START Source records

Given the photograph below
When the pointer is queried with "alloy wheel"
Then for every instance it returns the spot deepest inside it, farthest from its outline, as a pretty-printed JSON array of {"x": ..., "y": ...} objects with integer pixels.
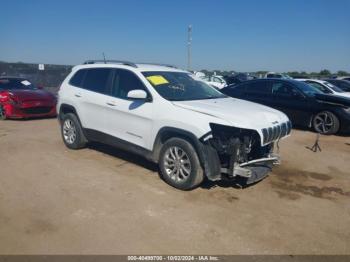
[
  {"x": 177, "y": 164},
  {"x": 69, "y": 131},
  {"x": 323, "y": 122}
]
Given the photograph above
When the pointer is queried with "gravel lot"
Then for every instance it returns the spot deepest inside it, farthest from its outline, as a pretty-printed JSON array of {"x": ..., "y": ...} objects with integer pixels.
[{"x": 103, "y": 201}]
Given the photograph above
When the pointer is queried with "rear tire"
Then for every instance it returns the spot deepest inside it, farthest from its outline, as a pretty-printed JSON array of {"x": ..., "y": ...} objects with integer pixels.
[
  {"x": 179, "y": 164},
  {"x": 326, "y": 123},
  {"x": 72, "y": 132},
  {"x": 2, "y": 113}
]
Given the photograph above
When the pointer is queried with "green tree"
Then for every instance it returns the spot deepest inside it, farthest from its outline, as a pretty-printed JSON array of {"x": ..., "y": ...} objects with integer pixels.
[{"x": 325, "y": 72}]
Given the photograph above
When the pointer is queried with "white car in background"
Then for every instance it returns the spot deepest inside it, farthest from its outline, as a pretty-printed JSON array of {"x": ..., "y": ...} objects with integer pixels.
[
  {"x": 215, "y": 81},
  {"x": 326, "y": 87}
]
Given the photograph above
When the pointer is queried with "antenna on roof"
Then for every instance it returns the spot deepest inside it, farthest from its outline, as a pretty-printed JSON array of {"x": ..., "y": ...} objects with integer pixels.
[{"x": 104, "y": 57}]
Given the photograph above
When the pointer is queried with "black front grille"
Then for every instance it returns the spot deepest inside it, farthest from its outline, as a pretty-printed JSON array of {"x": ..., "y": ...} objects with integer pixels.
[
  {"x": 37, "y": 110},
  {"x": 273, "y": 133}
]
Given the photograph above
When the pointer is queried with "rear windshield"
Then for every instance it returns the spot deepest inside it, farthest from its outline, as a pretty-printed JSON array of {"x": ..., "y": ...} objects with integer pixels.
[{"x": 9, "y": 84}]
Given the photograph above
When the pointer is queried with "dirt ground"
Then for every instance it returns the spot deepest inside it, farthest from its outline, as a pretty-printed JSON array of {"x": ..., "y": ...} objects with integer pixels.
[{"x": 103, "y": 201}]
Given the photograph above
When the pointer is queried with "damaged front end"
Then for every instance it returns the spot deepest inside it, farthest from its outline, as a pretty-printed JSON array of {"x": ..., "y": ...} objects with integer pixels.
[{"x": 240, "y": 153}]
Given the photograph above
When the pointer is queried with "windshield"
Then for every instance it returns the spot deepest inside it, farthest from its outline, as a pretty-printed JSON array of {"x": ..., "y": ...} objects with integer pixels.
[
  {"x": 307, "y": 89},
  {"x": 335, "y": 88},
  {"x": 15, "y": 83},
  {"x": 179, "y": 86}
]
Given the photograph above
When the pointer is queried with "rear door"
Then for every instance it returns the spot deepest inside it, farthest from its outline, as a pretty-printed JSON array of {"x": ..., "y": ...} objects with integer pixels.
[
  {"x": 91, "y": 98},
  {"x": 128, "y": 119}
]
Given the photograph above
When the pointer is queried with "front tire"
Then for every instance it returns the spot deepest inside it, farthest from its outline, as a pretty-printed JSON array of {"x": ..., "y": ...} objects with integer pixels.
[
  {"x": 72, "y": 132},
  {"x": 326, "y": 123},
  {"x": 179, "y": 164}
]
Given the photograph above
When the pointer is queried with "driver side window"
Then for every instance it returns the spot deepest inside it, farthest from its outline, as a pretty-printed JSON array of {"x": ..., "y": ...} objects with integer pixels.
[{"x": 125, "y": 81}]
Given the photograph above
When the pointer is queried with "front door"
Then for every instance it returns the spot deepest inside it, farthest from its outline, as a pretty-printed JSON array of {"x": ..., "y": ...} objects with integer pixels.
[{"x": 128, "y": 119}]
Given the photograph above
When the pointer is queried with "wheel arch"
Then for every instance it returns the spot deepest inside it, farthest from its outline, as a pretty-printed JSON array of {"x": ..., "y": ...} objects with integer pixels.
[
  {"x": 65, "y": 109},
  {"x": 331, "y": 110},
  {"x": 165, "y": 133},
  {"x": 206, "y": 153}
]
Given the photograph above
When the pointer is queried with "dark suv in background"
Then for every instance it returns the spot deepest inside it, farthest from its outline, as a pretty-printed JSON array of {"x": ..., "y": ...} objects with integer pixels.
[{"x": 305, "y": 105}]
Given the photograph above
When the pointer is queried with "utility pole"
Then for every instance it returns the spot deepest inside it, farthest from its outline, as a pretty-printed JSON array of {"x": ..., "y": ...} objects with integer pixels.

END Source records

Exercise requirements =
Quote the preceding listing precisely and completely, omitting its images.

Solution to the exercise =
Given the photograph below
When the pointer is queried with "alloy wheel"
Then for every instance it returns the spot deepest inside it, farthest from its outline, as a pretty-printed JSON array of {"x": ..., "y": ...} objects with integer pixels.
[
  {"x": 177, "y": 164},
  {"x": 69, "y": 131},
  {"x": 323, "y": 122}
]
Given the photograph above
When the pointer is queried with "gravel lot"
Then for every instance it returns the spot deepest inside it, farthest from its outline, as a pretty-printed JSON array of {"x": ..., "y": ...} objects with integer pixels.
[{"x": 103, "y": 201}]
Given the photograph above
When the pointer is queried with "rear tire"
Then for every instance it returns the spot deepest inside it, farthest from its outline, as a pretty-printed JSON array of {"x": ..., "y": ...} objects with integer pixels.
[
  {"x": 179, "y": 164},
  {"x": 326, "y": 123},
  {"x": 72, "y": 132},
  {"x": 2, "y": 113}
]
Given the photograph above
When the pointer is queried with "green tree"
Then for every instance it returns the spot deepest inside it, farthest from its outline, as a pretty-printed JSON array of {"x": ..., "y": ...} objects with integer pixels.
[{"x": 325, "y": 72}]
Given the photograph above
When the pointer is queried with "white car in background"
Then for every instance it returns the spot deepest inside it, farthest from its outline, as a pretty-printed JSON array of {"x": ..., "y": ...} objects with integer pixels.
[
  {"x": 215, "y": 81},
  {"x": 326, "y": 87}
]
Given the photograph above
When the pointer is queried with "antenna on roof"
Then for every instance it returns the spot deepest inside it, farthest from its outline, as a pretty-printed JSON array of {"x": ..., "y": ...} objects with integer pixels.
[{"x": 104, "y": 57}]
Given the photograph above
When the pointer is queried with "black front grille"
Then for every instance it returns the spot deepest inside it, farthest from its outline, as a pretty-printed JSON array of {"x": ..., "y": ...} objects with integer pixels.
[
  {"x": 37, "y": 110},
  {"x": 273, "y": 133}
]
Given the photograph above
When the pointer is queried with "rear windshield"
Then for every instance it returns the spot deepest inside it, farthest from its outline, as a pretty-printed JSON array of {"x": ..., "y": ...} objects with integer pixels.
[{"x": 9, "y": 84}]
Given the photograph above
When the pointer is queried with "dirt ground"
Then for every instance it returns the spot deepest inside it, farthest from its outline, as a pretty-printed JSON array of {"x": ..., "y": ...} objects with integer pixels.
[{"x": 103, "y": 201}]
Given the photograph above
When the pointer is queried with "damaged front end"
Then for every instance it returns the spot deepest inside it, farthest from its outline, as a pretty-printed JSON array of {"x": ..., "y": ...} objects with integer pixels.
[{"x": 240, "y": 153}]
Given the photograph above
When the pointer is queried with "windshield"
Then for every instance it returns the spot deepest inside it, farthest from its outline, as a pretty-printed JSON array of {"x": ..., "y": ...} objects with integer pixels.
[
  {"x": 307, "y": 89},
  {"x": 335, "y": 88},
  {"x": 15, "y": 83},
  {"x": 179, "y": 86}
]
Given the photograph above
When the pointer is queried with "rear door"
Then for every instance it returns the spot deepest inside it, farthest from its outline, as a pretty-printed JSON array of {"x": ..., "y": ...} objects with integer pixels.
[
  {"x": 91, "y": 98},
  {"x": 128, "y": 119}
]
Given the photograph above
When the pointer is queried with "front tire"
Then for every instance it returns the spot deepest inside it, farthest from its outline, as a pretty-printed JSON array of {"x": ..., "y": ...} objects with integer pixels.
[
  {"x": 72, "y": 132},
  {"x": 326, "y": 123},
  {"x": 179, "y": 164}
]
Given the photograph above
When the pointer is queried with "driver side window"
Then for every instance it returns the spot deepest inside it, farthest from its outline, as a pretty-printed JSON array of {"x": ..., "y": ...} objects with integer pixels.
[{"x": 125, "y": 81}]
Given the photograph above
When the pointer is queried with "front door"
Then for every instance it returns the spot deepest inside it, farthest from its outline, as a pretty-printed JSON array of {"x": ..., "y": ...} objects with integer pixels.
[{"x": 128, "y": 119}]
Given the photograph above
When the pointer is queried with "wheel arch"
Then for every instance it returns the spot deepest inside it, farthest from its outline, as a pretty-printed JSON array of {"x": ..., "y": ...} objects with integer pixels.
[
  {"x": 65, "y": 109},
  {"x": 331, "y": 110},
  {"x": 165, "y": 133},
  {"x": 206, "y": 153}
]
Given the photograph above
When the pointer is queried with "dark suv in background"
Then for every instance it returns the spot deepest inside it, farthest from its outline, as a pretty-printed JSON array of {"x": ..., "y": ...} objects with integer pixels.
[{"x": 305, "y": 105}]
Given the photograph above
When the pointer is queried with "utility pole"
Then for every instance it returns the spot deepest inside it, farthest from its outline, as a pretty-printed JSON array of {"x": ..., "y": ...} objects with integer pixels.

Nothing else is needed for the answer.